Stored data entries
____________

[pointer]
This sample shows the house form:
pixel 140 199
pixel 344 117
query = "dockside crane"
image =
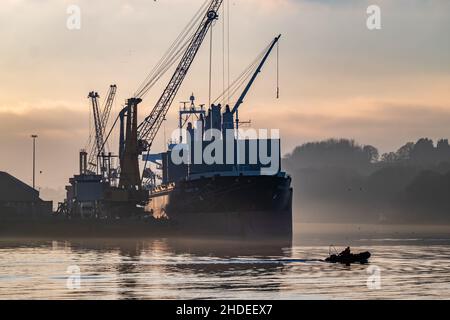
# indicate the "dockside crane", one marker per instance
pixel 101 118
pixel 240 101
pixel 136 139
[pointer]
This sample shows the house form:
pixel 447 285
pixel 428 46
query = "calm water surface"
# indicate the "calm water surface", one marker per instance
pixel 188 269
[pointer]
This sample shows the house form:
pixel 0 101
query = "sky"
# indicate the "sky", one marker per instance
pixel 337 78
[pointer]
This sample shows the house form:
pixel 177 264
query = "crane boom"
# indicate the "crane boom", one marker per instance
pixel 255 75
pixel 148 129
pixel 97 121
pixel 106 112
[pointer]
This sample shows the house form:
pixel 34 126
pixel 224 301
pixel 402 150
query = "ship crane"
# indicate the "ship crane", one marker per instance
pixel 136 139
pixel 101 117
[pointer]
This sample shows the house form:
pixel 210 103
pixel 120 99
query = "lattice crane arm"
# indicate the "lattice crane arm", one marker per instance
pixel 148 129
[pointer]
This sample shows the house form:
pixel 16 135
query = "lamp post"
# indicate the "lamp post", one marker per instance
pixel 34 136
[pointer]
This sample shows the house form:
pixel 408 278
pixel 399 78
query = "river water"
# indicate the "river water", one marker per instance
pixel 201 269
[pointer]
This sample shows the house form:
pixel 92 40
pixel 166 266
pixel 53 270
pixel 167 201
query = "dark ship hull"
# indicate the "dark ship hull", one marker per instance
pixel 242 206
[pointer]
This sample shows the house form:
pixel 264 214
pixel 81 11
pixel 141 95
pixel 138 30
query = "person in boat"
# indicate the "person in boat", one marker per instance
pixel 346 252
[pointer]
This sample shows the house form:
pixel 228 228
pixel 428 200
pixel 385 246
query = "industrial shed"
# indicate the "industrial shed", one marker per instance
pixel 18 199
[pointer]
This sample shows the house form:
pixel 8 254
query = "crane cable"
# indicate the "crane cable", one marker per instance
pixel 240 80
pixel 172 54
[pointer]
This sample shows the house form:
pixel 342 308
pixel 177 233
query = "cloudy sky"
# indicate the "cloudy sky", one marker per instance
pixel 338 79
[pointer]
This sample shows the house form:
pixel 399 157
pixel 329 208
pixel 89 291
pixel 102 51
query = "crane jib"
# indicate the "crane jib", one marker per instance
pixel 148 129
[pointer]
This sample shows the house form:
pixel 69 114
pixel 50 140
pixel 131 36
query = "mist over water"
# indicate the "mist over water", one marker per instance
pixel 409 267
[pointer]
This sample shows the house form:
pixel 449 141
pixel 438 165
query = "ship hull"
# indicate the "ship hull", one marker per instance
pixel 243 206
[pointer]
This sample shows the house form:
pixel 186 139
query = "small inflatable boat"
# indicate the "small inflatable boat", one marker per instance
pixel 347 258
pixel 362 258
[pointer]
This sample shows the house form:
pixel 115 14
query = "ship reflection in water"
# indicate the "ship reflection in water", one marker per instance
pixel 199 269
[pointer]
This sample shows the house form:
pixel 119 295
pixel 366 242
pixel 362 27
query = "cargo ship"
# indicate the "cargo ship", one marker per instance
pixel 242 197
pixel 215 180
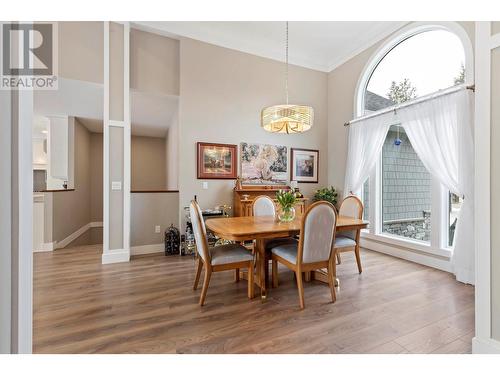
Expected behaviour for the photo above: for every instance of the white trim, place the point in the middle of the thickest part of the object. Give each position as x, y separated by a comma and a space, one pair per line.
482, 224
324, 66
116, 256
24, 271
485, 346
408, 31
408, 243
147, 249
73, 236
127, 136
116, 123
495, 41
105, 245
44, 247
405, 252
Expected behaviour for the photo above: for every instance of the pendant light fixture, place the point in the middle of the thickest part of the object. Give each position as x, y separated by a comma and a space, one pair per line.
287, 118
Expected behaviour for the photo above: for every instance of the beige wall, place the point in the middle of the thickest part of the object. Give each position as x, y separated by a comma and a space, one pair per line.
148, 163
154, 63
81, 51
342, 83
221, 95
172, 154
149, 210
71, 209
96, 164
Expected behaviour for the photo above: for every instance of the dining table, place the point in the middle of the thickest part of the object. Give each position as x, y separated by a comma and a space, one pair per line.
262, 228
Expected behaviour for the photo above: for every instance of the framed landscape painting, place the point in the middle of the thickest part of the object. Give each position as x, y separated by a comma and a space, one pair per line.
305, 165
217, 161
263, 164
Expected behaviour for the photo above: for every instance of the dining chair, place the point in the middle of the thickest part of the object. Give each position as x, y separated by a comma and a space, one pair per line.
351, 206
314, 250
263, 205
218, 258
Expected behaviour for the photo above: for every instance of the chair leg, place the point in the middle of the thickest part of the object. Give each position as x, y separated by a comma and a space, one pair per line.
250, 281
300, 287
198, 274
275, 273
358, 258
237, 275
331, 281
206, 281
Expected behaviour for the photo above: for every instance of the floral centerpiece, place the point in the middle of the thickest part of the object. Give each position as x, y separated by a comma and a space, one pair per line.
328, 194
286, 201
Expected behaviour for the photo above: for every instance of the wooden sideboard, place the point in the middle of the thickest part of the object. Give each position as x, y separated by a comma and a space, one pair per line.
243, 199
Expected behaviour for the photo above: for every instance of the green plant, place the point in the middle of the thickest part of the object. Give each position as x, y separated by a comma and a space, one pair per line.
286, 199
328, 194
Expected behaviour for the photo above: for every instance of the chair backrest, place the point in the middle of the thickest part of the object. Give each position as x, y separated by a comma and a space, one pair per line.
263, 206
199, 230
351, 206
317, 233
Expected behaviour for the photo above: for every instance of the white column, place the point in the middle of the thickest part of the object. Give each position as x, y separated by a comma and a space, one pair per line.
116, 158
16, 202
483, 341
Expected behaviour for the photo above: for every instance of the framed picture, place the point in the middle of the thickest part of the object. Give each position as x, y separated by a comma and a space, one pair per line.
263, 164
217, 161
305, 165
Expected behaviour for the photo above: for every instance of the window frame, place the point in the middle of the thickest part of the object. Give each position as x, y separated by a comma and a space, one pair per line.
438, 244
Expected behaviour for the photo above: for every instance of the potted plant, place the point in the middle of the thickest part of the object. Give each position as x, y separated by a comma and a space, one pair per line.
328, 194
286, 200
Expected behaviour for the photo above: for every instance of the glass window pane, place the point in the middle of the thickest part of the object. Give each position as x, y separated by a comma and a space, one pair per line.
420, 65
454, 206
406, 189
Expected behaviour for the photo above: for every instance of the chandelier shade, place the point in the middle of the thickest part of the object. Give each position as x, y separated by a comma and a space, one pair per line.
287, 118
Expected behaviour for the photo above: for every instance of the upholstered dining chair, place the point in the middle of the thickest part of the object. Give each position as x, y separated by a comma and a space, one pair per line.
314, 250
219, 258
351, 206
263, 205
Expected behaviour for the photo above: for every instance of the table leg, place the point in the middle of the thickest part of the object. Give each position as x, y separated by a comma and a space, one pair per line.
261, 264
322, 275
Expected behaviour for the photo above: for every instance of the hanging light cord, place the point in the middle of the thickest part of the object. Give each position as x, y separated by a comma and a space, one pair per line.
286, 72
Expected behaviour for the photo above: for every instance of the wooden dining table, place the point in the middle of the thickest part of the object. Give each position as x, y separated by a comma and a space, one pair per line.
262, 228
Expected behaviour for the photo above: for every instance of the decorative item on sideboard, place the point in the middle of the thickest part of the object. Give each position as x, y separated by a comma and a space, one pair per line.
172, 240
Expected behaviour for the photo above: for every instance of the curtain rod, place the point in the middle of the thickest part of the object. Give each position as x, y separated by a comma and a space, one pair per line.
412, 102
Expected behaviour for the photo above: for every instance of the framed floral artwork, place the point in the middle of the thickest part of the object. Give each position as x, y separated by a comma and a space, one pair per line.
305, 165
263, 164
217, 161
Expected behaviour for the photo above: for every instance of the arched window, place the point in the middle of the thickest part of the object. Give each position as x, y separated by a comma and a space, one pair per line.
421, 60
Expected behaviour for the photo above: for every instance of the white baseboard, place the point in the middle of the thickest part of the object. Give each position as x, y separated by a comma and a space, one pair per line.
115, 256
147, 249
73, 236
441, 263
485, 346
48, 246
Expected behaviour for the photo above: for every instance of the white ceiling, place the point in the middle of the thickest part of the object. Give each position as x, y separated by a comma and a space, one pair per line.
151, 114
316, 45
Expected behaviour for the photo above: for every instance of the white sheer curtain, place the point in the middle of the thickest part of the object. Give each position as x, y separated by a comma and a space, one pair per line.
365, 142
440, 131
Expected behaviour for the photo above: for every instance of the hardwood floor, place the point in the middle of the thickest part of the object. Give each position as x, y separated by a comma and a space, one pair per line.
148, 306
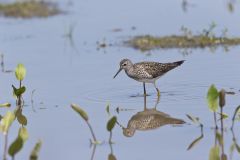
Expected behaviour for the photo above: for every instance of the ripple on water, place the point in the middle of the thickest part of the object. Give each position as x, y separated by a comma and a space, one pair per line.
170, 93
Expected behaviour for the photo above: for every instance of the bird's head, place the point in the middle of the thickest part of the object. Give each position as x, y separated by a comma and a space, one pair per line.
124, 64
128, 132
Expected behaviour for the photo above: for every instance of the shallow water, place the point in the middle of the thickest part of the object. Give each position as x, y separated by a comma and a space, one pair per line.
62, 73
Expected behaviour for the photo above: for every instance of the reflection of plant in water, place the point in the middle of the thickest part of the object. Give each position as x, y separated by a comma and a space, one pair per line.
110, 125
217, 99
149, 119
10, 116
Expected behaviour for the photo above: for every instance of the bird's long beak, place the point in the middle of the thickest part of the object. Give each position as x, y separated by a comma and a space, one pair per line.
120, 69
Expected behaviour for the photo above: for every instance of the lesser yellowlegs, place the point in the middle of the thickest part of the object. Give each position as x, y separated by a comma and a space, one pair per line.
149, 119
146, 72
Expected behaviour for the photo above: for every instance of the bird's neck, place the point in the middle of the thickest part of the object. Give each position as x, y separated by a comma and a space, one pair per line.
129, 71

____________

WORK REQUEST: Skip the pictures. Restate exactly the lines from the start of the entries through the line containing "pixel 8 254", both ends included.

ANSWER BOX:
[pointer]
This sample shows the house form:
pixel 140 199
pixel 344 117
query = "dockside crane"
image =
# indicate the "dockside crane", one marker per instance
pixel 101 118
pixel 240 101
pixel 136 139
[pointer]
This sample shows the house form:
pixel 447 285
pixel 428 46
query = "calm water surface"
# indicate the "calm water surface", one marker per instance
pixel 188 269
[pointer]
This sample shows the house form:
pixel 0 101
query = "sky"
# indicate the "sky", one marker per instance
pixel 337 78
[pointer]
This sample shows the house form:
pixel 177 264
query = "crane boom"
# indicate the "crane boom", one marker per instance
pixel 255 75
pixel 148 129
pixel 97 121
pixel 106 112
[pointer]
This sample shows the house form:
pixel 34 126
pixel 224 301
pixel 402 150
query = "ship crane"
# indicate the "ship crane", one marker per instance
pixel 136 139
pixel 101 117
[pointer]
This sample shows the house form:
pixel 210 103
pixel 120 99
query = "lattice crane arm"
# indicate the "lattice crane arm", one marker per instance
pixel 148 129
[pointer]
This sample shows the house form:
pixel 16 135
query = "lamp post"
# indicate the "lamp post", one marker per instance
pixel 34 136
[pointer]
This sample shows the house form:
pixel 408 278
pixel 399 78
query = "river water"
# indicate the "river water", one marker per instance
pixel 201 269
[pointer]
This sample shows the house form:
pixel 92 40
pixel 166 266
pixel 53 270
pixel 167 201
query = "dark ship hull"
# indicate the "dark ship hull", one marker per instance
pixel 242 206
[pointer]
This sample shows the house form:
pixel 264 214
pixel 81 11
pixel 141 95
pixel 138 30
query = "person in boat"
# indicate the "person in boat", one marker per instance
pixel 346 252
[pointer]
This sample shows the house form:
pixel 228 228
pixel 428 200
pixel 385 246
query = "industrial shed"
# indicate the "industrial shed", one marker per instance
pixel 18 199
[pointer]
This sample shows the house form:
pixel 8 254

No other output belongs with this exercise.